[Extracted data]
+ + + + +

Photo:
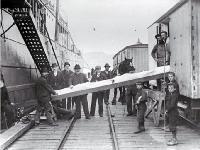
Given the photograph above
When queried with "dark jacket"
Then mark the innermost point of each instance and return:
(56, 81)
(176, 86)
(66, 76)
(171, 101)
(4, 98)
(108, 74)
(78, 79)
(142, 93)
(98, 78)
(43, 89)
(159, 53)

+ + + + +

Copy all of the data above word for word, leaving out the pictures.

• [Task result]
Photo:
Given the photograph above
When queried with "dark jacket"
Then mark the innermost point of each instance and return:
(56, 81)
(176, 86)
(66, 76)
(171, 101)
(4, 98)
(108, 74)
(78, 79)
(142, 93)
(98, 78)
(43, 89)
(159, 53)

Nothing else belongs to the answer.